◆ Problem requirements
In the listing below, find the line containing "Target: rocks glass" and the line containing "Please spot the wooden plank". Repeat exactly those two lines and every line between them, nothing more.

◆ Extracted data
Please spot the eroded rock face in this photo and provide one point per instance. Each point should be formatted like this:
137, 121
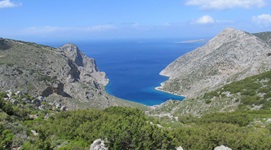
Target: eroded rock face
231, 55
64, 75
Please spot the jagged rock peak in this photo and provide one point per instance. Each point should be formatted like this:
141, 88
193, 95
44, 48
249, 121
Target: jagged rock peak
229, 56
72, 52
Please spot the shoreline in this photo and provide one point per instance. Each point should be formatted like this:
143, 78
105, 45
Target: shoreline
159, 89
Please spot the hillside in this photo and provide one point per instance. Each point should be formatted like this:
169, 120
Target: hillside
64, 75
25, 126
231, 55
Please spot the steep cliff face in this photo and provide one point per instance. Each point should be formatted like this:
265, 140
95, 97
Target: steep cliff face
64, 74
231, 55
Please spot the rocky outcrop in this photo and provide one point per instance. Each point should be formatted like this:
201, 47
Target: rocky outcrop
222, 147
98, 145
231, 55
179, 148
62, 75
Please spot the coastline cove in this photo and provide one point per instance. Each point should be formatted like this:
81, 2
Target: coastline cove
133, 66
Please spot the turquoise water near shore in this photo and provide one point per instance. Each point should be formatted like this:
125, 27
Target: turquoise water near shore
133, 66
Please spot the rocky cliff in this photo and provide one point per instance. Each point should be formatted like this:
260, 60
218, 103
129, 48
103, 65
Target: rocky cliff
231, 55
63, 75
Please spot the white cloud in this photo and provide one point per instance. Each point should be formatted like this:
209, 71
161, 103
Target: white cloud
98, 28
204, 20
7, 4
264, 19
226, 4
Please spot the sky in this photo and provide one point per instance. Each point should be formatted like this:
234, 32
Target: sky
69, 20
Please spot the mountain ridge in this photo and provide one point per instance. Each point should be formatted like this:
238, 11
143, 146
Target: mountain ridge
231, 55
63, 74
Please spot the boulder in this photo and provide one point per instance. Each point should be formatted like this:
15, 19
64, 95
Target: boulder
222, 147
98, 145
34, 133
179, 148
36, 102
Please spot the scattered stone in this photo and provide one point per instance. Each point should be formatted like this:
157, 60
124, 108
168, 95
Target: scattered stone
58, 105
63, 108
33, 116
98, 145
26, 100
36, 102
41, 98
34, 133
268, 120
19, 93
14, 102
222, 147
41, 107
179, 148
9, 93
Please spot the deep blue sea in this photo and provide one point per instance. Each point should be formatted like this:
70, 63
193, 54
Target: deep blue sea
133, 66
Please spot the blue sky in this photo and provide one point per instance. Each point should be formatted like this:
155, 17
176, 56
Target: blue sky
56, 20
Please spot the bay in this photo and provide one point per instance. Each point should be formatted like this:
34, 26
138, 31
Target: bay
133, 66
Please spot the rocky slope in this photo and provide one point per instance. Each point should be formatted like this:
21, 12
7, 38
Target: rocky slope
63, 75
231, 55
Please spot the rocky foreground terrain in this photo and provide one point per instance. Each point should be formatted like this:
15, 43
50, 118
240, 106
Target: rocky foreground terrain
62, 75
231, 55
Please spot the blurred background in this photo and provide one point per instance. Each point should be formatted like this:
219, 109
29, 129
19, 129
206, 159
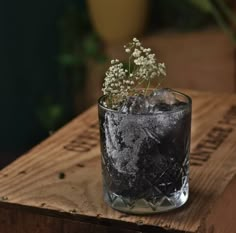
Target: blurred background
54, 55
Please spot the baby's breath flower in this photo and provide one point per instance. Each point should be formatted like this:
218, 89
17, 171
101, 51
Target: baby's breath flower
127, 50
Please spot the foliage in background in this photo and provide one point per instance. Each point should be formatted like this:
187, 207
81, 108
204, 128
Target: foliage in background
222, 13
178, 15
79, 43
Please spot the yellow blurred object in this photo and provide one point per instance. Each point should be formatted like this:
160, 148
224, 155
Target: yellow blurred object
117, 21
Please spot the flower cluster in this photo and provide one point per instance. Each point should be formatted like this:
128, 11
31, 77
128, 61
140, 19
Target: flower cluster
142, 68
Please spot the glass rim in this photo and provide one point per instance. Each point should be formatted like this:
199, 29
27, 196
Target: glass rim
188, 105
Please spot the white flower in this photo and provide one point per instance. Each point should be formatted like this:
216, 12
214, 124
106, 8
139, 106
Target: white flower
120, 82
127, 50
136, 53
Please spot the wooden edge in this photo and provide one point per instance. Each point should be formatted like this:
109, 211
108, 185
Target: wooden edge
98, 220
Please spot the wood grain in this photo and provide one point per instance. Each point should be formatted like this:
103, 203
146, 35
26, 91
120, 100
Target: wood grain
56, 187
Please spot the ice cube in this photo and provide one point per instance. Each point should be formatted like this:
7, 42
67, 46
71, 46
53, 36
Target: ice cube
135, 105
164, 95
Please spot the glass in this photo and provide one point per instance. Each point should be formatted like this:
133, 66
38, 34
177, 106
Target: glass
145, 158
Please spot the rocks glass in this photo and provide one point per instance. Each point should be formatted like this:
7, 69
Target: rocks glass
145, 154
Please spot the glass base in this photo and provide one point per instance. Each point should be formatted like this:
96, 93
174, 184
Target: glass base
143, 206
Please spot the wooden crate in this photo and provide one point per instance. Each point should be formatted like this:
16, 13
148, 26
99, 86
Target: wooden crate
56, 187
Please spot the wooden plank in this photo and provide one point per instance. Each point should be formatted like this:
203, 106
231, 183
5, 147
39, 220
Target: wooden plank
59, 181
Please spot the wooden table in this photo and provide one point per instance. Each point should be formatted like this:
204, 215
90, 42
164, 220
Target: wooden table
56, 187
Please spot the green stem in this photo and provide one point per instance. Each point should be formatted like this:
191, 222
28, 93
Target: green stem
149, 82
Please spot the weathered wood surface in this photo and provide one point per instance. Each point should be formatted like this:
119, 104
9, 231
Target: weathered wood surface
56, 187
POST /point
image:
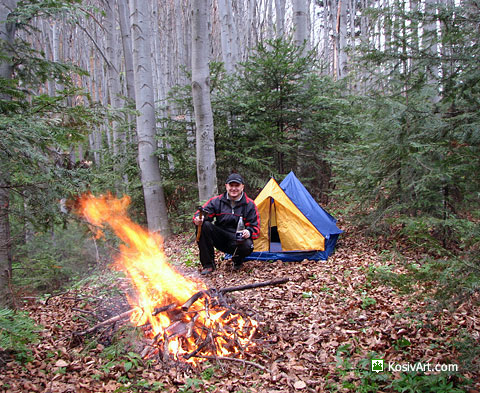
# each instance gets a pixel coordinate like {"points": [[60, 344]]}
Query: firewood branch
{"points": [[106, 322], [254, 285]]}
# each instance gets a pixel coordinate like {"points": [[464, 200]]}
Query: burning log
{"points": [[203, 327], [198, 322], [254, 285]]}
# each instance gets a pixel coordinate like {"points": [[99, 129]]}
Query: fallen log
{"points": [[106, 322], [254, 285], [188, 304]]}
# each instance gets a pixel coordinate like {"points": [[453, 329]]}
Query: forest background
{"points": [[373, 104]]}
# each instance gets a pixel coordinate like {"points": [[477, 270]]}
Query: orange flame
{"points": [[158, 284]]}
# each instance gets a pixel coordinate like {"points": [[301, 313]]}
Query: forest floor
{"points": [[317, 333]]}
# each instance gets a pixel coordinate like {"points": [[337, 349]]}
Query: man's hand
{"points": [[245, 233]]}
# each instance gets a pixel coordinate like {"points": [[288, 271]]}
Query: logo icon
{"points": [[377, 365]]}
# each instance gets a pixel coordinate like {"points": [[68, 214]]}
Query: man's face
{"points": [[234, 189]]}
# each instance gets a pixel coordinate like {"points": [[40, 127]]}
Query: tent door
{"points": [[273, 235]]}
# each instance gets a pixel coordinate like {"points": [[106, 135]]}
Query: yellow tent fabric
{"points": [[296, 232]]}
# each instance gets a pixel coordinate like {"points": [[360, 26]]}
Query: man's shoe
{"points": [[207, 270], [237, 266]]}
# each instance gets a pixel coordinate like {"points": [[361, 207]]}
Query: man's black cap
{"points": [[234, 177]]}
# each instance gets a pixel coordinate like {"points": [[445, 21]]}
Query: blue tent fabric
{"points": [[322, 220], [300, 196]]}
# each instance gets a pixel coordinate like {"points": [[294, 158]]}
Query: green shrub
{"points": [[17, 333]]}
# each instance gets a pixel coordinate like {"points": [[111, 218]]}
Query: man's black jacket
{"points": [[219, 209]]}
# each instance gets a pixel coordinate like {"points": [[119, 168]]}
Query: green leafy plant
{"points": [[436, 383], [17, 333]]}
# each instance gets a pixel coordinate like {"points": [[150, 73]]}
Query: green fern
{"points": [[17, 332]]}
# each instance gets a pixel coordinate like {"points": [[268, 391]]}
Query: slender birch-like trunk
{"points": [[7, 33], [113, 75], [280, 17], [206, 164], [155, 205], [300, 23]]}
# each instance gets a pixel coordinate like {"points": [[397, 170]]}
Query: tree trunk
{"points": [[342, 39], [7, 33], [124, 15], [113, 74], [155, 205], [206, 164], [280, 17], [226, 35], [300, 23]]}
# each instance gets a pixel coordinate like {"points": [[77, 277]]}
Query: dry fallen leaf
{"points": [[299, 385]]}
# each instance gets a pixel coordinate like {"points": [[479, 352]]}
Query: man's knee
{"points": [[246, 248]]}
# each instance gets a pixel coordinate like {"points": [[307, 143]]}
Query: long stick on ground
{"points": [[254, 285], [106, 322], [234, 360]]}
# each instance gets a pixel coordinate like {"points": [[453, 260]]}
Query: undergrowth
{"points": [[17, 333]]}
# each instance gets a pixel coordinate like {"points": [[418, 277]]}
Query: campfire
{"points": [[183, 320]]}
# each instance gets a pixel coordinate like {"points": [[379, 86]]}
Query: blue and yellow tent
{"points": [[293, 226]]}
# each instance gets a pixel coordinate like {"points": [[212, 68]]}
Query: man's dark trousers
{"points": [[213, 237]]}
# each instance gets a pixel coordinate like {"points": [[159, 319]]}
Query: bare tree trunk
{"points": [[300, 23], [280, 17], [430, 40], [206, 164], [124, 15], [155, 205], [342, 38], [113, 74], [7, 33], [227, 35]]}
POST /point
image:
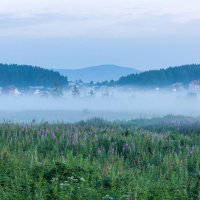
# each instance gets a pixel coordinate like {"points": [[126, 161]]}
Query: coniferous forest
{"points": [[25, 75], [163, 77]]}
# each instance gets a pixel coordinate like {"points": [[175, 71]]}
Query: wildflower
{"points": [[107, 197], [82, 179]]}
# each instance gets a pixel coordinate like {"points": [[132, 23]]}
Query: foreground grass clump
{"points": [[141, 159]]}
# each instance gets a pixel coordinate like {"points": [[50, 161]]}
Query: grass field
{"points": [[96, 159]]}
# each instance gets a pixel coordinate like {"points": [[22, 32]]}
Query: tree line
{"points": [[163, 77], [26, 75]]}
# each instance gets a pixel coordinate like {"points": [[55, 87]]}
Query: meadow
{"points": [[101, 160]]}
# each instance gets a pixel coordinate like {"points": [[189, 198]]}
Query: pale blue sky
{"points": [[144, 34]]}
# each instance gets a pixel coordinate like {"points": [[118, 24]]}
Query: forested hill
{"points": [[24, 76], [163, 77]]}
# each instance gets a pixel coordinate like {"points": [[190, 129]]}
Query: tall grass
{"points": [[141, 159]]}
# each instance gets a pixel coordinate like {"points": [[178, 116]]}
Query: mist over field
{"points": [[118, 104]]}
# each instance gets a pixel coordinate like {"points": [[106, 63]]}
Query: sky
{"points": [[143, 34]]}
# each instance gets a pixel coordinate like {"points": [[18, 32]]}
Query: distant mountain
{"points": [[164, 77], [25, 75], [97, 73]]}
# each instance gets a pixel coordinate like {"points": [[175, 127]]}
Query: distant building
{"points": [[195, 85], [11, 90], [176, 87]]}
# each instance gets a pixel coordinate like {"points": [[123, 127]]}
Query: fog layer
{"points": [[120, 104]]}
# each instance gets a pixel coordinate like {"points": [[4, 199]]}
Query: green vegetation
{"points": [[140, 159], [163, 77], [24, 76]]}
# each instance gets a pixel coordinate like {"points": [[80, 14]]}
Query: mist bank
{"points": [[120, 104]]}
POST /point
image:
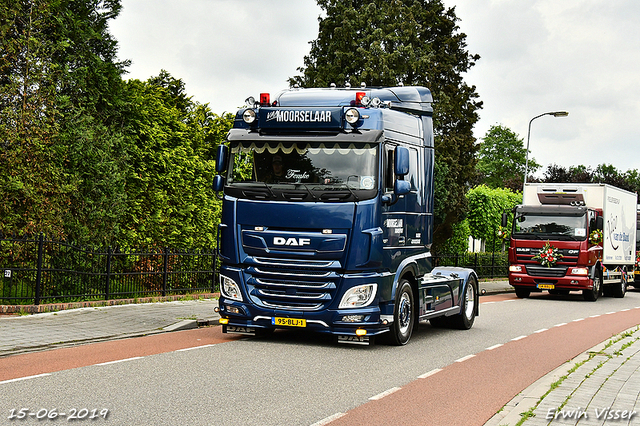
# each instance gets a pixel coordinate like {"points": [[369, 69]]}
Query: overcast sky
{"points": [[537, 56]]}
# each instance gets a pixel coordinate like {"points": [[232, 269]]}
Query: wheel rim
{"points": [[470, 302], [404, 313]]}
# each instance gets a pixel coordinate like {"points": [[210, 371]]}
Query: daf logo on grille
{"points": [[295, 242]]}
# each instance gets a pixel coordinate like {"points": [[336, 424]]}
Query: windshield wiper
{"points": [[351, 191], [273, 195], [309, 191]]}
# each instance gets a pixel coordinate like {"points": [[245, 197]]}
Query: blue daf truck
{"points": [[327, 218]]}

◆ Solution
Target: rocks glass
145, 154
Please spot the glass base in this photo and provide one point per instance. Each point should be formatted like this:
96, 93
174, 184
Target: glass base
143, 206
Please spot the wooden crate in this photo and provide one point per instance. Each point should be formatted like this:
16, 13
148, 26
99, 86
Target: wooden crate
56, 187
Please spot the wooden plank in this photo and provide one point per instance. Each point should be formatted like this:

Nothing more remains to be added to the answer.